## WHAT TO DO:
In the records below, find the line that contains "Objective — for every instance of the sky" and the line that contains "Objective — for every instance of the chimney", then retype exactly those two lines and every line between them.

## MATERIAL FOR THIS TASK:
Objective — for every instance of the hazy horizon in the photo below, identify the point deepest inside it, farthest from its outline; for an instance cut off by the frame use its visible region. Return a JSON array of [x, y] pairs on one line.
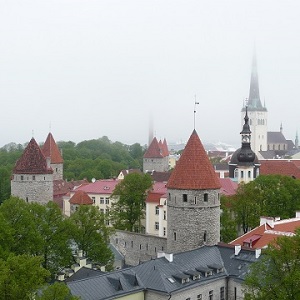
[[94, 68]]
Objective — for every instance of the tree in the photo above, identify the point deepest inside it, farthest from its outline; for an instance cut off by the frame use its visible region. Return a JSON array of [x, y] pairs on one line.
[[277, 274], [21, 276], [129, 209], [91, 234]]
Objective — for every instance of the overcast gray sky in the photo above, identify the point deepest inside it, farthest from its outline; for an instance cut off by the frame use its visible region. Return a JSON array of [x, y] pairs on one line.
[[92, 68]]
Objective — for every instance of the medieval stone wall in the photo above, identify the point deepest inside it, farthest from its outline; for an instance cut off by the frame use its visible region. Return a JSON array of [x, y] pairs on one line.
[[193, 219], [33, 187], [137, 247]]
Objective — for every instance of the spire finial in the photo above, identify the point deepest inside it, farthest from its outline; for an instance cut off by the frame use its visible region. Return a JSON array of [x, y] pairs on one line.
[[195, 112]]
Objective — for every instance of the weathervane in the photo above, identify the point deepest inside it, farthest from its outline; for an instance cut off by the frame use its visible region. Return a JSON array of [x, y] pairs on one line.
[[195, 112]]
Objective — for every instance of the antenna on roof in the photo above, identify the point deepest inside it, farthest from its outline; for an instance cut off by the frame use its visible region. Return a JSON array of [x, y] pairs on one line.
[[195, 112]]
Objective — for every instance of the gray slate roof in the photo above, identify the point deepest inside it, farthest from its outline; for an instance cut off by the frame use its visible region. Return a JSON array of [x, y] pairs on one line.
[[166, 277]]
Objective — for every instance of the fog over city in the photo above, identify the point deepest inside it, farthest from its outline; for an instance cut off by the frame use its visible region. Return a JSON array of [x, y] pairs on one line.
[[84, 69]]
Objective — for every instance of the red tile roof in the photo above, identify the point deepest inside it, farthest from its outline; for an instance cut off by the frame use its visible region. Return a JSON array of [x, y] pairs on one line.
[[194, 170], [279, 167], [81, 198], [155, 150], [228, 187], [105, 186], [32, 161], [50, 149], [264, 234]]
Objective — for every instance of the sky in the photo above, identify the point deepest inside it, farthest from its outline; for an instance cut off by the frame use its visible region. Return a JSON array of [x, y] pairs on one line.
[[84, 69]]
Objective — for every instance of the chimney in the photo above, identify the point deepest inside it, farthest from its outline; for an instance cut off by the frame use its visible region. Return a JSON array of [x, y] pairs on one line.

==

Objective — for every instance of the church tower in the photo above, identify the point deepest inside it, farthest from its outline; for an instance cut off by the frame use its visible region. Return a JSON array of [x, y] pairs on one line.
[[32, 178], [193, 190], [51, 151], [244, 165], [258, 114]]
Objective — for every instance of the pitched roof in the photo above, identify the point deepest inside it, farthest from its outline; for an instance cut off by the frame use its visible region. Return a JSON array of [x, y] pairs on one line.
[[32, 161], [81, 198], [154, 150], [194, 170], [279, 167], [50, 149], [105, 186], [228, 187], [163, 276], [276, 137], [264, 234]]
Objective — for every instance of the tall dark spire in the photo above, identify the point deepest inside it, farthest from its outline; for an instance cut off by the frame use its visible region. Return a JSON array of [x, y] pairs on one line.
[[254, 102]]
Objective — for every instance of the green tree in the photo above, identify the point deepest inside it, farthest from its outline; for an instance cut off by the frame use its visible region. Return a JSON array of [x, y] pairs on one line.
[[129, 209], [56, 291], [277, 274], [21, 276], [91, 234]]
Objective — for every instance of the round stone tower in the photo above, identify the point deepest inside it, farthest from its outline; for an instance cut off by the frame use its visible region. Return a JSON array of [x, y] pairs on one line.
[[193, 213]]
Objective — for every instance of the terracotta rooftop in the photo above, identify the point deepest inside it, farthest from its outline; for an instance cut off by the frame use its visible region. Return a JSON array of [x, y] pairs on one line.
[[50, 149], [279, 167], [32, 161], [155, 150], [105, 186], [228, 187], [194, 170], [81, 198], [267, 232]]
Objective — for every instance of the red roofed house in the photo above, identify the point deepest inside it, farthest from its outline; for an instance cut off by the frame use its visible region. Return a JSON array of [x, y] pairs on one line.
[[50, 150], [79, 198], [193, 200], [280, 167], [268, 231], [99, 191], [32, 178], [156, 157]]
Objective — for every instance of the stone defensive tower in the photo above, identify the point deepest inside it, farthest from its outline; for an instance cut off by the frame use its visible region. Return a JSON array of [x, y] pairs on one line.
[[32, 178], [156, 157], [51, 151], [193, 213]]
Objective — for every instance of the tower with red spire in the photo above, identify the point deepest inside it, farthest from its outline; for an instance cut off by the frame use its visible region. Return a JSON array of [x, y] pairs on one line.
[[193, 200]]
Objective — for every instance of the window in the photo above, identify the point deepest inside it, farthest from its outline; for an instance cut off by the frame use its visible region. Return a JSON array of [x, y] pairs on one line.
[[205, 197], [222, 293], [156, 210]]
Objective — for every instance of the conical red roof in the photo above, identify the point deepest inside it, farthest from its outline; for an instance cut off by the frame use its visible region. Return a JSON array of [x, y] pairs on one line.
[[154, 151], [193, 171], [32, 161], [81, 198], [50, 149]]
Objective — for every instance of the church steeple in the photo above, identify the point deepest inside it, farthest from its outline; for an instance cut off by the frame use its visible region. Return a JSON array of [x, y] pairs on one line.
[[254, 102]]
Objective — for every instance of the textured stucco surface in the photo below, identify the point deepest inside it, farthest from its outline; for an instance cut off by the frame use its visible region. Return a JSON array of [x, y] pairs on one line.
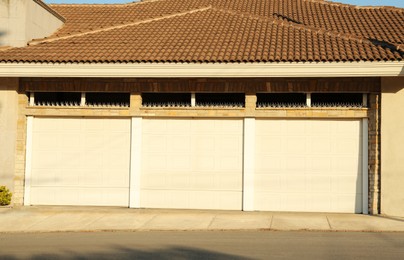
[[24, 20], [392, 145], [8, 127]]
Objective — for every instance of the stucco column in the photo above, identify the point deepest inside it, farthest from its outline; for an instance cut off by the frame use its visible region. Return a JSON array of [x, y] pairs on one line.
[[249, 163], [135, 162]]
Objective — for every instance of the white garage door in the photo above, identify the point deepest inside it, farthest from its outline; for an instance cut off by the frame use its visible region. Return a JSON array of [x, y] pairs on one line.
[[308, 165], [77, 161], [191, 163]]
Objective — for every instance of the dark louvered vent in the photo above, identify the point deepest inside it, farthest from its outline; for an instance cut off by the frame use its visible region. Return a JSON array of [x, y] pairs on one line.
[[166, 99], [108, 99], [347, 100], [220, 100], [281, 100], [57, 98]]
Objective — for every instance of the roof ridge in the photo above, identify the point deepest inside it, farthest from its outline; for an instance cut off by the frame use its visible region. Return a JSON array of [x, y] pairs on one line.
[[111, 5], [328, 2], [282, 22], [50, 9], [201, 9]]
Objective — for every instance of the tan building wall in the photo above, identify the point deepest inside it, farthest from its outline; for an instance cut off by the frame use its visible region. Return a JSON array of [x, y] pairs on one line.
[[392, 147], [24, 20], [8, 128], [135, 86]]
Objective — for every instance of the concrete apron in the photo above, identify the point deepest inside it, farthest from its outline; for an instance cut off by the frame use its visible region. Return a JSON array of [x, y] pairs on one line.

## SOLUTION TO THE PROBLEM:
Objective — for every instance of the sky in the photo above, identify the point deepest inside it, farthest from its outline; for an instance cut off by the frame use its visible region. Return a JSON array of [x, y] pairs on one line.
[[84, 69]]
Objective — for every instance of the chimney in the photo above, identify the point deepest inside it, farthest from its outline; for an instance cut off by the frame use its visible region. Return a JSON array of [x, y] pairs on one line.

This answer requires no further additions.